[GIVEN INFORMATION Boundary: Start]

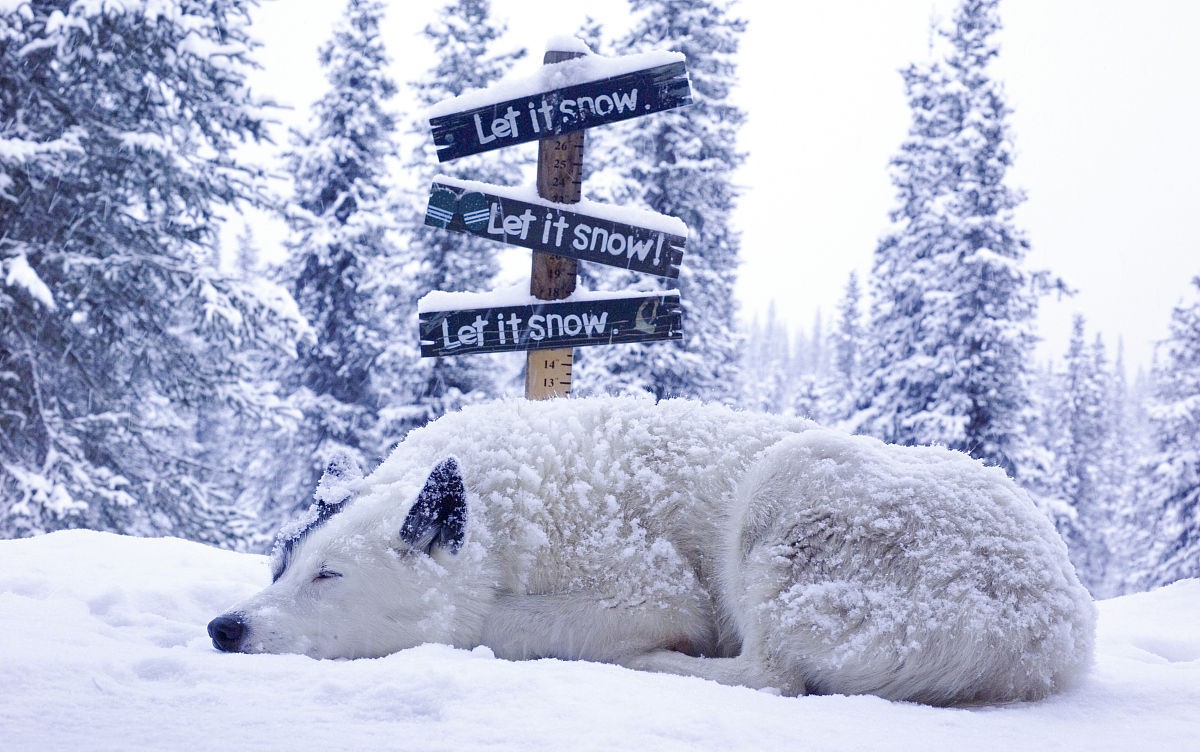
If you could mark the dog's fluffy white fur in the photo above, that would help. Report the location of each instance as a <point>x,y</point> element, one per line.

[GIVEN INFORMATION Boundary: End]
[GIVEN INFORMATION Boundary: Start]

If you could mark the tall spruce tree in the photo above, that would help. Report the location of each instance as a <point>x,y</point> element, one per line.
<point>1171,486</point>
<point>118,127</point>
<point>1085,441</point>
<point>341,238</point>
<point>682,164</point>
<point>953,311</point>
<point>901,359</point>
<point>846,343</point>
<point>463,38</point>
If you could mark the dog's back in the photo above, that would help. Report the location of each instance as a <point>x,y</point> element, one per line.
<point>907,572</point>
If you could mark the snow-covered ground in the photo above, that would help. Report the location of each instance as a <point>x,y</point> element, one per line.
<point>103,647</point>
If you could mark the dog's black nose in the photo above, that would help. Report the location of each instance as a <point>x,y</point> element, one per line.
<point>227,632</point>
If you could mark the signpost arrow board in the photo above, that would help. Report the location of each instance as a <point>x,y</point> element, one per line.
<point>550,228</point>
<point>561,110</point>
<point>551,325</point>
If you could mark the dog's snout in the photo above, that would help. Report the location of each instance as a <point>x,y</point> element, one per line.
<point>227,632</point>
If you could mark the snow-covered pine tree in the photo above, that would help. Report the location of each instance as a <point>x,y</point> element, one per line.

[GIVEN INFORMATION Boundary: End]

PROBLEM: In the listing above, find the line containing "If you could mark the snow-covered ground" and the line containing "If you could mark the snow-covered pine". Output them and every line between, exactly, and nothing else.

WRITTEN ANSWER:
If you could mark the snow-covered ground in the photo above, that would help. Report the location of each instance as a <point>x,y</point> element, one per line.
<point>103,647</point>
If you could mark the dog's black nose in the photo above, that would help. Report the location of each instance as a <point>x,y</point> element, one per line.
<point>227,632</point>
If you could mark the signpost arrow board in the photo above, that would help. Report the location of each instance as a <point>x,y</point> element, one per line.
<point>550,228</point>
<point>561,110</point>
<point>551,325</point>
If you could mark the dog's snout in the photo above, that would help. Report the location of each instance as a <point>x,y</point> element, one per line.
<point>227,632</point>
If you could mark the snow-covered pine tree in the photo above, that would help. Report the location of each instance as a <point>x,y</point> element, one per line.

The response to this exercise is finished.